§ **Given text**
======

UN sends a message: children are #NotATarget

Holding portraits of Syrian 6-year-olds, the entire UN organization mobilized Wednesday to make its message clear on the sixth anniversary of Syria’s civil war.

Ahmad, Seedra, Radwan and Khadeeja have never known peace and should not be targets.

The sounds of war, whizzing bullets and double-tap barrel bombs, have surrounded them since their birth six years ago.

“I wanted to become a doctor,” Ahmad, from Idlib, Syria, told UNICEF as he sat in a bombed-out school. “Perhaps I won’t become anything, because our school was attacked.”

Radwan and his family live in the Al-Nour camp for internally displaced persons near Idlib. Recent snow means Radwan, wearing open-toed slippers and armed with a shovel, must clear the entrance of his family’s linen tent.

In Aleppo, Seedra and her younger sister are ready for school, even though the third floor of the building was made unusable by warfare.

Back at the Al-Nour IDP camp, Khadeeja stands shyly in the snow, waiting to fill up a jerry can so the family can have potable water at their tent.

She makes the trip daily.

UNICEF says 2016 was the worst year ever for Syrian children.

At least 652 children were killed; almost half were killed in or near a school.

United Nations takes action

“The statistics are devastating,” said UNICEF’s Jayashri Wyatt to CNN by phone.

She and UNICEF colleague Angus Ingham felt they couldn’t idly stand by.

“We should do something,” Ingham told Wyatt. “Every person has to try, in their own way, with what influence they have, to really take a stand on this.”

======

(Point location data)

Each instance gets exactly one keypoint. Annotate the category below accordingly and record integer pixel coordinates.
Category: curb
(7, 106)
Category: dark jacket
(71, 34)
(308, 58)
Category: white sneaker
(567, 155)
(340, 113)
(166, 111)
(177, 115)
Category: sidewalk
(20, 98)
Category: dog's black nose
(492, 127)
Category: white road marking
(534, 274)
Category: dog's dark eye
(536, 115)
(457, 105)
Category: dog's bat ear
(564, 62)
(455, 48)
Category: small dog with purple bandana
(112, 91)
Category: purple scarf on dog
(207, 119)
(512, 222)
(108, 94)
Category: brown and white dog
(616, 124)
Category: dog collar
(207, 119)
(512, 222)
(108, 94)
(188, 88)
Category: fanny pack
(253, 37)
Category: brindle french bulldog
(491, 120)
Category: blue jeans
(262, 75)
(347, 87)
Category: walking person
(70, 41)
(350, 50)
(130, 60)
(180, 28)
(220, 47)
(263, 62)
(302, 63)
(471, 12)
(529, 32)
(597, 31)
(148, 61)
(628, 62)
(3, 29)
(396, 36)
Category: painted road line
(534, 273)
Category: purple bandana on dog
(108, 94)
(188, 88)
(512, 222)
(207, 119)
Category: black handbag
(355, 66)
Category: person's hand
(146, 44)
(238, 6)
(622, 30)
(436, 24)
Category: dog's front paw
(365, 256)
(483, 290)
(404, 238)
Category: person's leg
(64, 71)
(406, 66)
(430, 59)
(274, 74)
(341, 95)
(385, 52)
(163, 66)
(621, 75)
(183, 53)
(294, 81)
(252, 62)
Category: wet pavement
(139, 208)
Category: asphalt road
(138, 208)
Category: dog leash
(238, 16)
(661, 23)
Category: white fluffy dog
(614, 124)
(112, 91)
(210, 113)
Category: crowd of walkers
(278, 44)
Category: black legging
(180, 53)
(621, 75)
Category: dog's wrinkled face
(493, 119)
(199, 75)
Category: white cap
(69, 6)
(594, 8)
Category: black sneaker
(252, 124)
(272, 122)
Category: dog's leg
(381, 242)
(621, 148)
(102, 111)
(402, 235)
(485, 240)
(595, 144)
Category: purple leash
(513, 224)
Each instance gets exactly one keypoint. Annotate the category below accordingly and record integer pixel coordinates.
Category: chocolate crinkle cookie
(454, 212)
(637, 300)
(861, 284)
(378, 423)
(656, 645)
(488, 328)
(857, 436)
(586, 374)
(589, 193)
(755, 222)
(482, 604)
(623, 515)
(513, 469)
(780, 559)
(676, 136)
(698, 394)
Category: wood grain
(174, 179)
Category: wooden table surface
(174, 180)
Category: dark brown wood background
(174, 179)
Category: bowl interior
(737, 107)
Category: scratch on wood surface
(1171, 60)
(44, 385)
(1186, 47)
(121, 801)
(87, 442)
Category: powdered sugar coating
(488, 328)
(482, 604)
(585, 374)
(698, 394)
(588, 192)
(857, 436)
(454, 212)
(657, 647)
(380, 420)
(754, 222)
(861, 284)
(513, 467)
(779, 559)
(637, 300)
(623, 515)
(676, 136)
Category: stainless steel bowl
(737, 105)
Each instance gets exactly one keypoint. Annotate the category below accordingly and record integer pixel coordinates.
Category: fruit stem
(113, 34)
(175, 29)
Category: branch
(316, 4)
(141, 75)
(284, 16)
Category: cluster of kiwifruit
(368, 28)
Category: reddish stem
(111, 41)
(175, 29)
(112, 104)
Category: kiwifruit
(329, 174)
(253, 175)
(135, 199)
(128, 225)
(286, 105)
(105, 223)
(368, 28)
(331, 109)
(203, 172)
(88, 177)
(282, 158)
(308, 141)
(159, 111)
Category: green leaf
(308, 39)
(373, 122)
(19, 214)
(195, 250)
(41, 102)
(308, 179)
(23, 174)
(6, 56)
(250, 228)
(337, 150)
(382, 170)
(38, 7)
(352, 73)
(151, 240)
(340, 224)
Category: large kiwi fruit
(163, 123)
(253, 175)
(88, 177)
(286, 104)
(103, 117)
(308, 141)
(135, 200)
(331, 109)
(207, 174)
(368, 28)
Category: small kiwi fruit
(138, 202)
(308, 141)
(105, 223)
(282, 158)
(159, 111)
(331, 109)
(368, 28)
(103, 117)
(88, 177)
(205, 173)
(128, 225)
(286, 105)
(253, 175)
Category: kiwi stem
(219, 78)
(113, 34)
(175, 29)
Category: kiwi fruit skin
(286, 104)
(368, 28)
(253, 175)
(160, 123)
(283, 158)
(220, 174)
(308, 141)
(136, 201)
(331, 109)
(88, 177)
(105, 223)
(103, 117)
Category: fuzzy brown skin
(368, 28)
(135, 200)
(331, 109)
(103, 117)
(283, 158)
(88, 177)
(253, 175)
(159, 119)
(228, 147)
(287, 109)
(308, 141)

======

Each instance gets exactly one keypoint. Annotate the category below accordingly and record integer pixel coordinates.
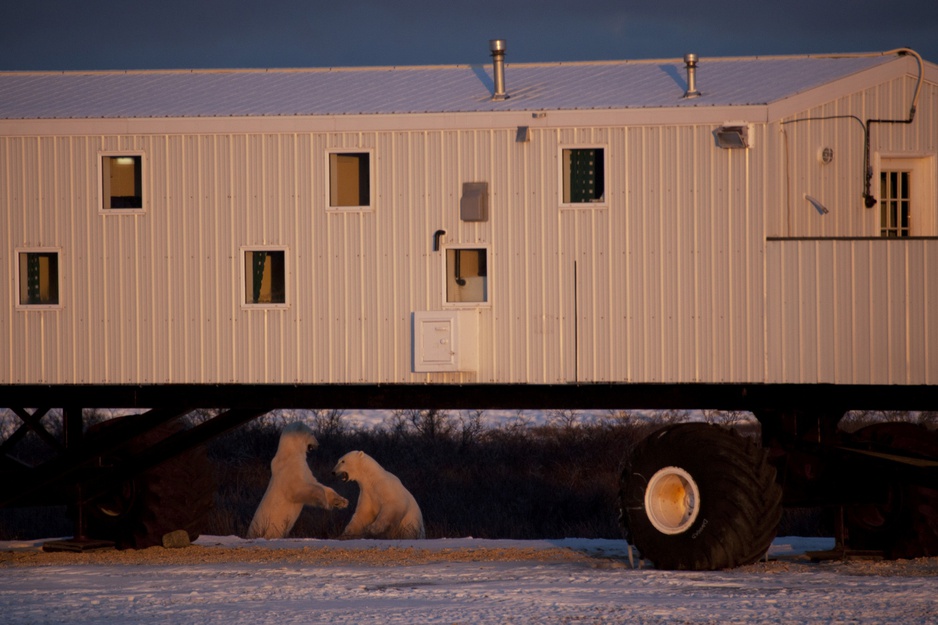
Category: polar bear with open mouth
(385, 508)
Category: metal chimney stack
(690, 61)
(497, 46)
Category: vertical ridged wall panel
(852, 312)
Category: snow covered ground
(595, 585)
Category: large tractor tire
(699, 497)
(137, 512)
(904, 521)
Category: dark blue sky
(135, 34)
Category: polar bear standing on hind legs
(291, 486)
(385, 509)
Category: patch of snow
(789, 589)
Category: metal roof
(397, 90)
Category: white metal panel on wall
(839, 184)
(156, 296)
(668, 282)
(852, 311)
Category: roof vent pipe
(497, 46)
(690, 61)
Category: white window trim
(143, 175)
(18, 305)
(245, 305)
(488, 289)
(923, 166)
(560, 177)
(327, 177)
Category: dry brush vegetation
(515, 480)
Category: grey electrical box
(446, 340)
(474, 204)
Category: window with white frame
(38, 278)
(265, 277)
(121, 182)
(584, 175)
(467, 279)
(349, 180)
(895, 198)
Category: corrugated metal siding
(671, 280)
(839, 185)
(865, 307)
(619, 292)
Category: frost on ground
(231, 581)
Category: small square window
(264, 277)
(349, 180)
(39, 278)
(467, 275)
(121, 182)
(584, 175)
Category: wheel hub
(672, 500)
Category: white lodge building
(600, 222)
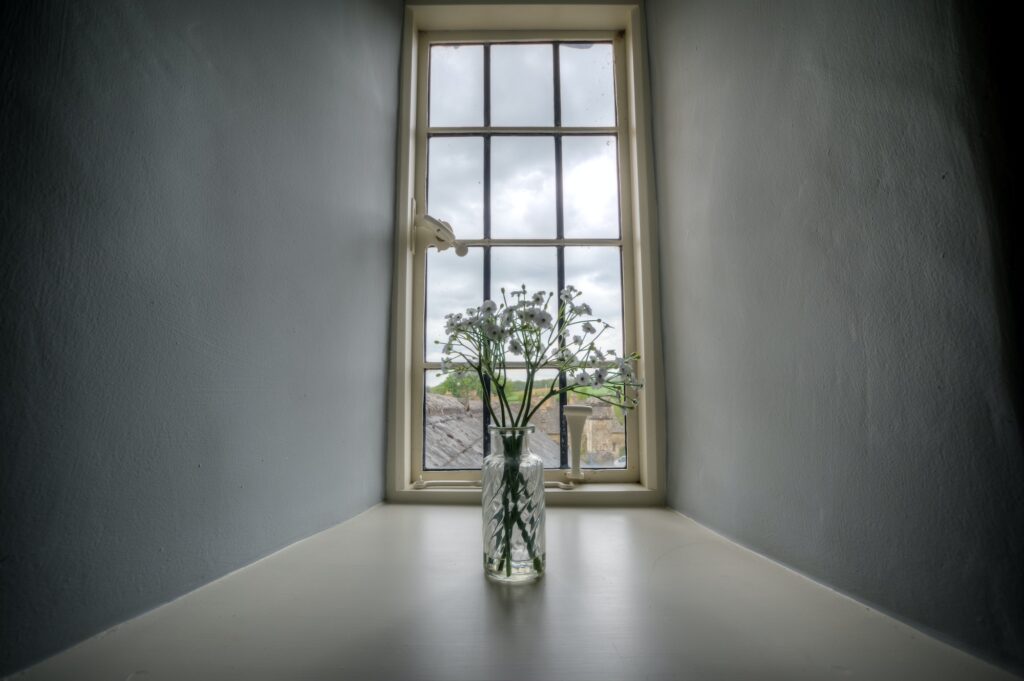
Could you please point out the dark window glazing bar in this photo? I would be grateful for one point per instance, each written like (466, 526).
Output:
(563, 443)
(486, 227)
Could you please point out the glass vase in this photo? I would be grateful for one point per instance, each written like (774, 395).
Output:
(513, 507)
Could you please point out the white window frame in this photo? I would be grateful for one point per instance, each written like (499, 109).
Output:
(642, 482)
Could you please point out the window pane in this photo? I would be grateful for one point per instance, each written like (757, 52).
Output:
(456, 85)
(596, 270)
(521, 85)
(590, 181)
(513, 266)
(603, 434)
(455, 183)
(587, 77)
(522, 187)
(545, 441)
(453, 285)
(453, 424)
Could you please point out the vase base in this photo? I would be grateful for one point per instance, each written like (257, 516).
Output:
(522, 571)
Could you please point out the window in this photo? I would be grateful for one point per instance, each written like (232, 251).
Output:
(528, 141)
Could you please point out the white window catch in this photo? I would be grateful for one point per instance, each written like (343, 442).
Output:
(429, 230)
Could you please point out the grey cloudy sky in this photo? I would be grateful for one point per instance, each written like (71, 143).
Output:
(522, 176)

======

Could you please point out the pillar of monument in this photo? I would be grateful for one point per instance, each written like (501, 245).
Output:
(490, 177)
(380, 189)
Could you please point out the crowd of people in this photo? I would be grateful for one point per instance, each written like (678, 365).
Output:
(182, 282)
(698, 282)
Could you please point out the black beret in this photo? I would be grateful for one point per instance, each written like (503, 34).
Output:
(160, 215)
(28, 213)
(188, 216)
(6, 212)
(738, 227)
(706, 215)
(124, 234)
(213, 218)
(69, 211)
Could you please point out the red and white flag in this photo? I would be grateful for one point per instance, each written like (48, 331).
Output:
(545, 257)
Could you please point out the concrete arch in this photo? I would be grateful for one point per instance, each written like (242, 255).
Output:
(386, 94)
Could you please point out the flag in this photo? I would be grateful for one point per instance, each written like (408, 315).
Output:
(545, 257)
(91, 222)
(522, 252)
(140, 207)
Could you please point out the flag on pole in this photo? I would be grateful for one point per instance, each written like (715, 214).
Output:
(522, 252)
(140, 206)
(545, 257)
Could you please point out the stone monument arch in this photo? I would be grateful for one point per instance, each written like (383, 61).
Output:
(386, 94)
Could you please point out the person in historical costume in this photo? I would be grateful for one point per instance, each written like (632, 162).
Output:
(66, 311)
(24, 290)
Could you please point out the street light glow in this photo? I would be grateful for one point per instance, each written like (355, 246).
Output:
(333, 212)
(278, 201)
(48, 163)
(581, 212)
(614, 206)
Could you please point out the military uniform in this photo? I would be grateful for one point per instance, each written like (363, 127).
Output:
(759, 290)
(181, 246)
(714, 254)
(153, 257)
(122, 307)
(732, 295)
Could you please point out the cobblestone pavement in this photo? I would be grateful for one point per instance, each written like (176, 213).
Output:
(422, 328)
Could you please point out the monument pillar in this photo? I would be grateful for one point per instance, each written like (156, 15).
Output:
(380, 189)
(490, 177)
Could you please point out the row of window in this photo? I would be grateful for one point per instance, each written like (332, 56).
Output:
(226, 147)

======

§ **Check your understanding**
(a) Answer these questions about the UN #NotATarget article:
(i) Where does Radwan's family live?
(ii) At least how many children were killed in Syria in 2016, according to UNICEF?
(iii) To which news outlet did Jayashri Wyatt speak by phone?
(b) Carry on the UN #NotATarget article from the point where it ends.

§ **Answers below**
(a)
(i) In the Al-Nour camp for internally displaced persons near Idlib.
(ii) At least 652.
(iii) CNN.

(b)
So, they set out, wanting to find a hashtag that those within the UN system and nongovernmental organization sector could relate to.

They settled on one conceived by the Canadian chapter of Doctors Without Borders: #NotATarget.

“We felt the message was extremely strong,” she said.

Stephen Cornish, executive director of MSF Canada, said the hashtag was created to build awareness around the targeting — accidental or intentional — of civilian and medical positions.

“The issue is very alive and well,” Cornish said by phone. “It goes beyond Syria. Sadly, Syria is the poster child for it.”

Ingham and Wyatt went to work launching a campaign within UNICEF, which quickly gained traction. Soon, they were working to make it a UN-wide effort with participants around the world.

And it worked. Social media became home to posts of people holding photos of the Syrian 6-year-olds.

“I think it really says something about the people who work in the UN system,” Wyatt said. “They really stand by the values of the UN in doing what they did today.”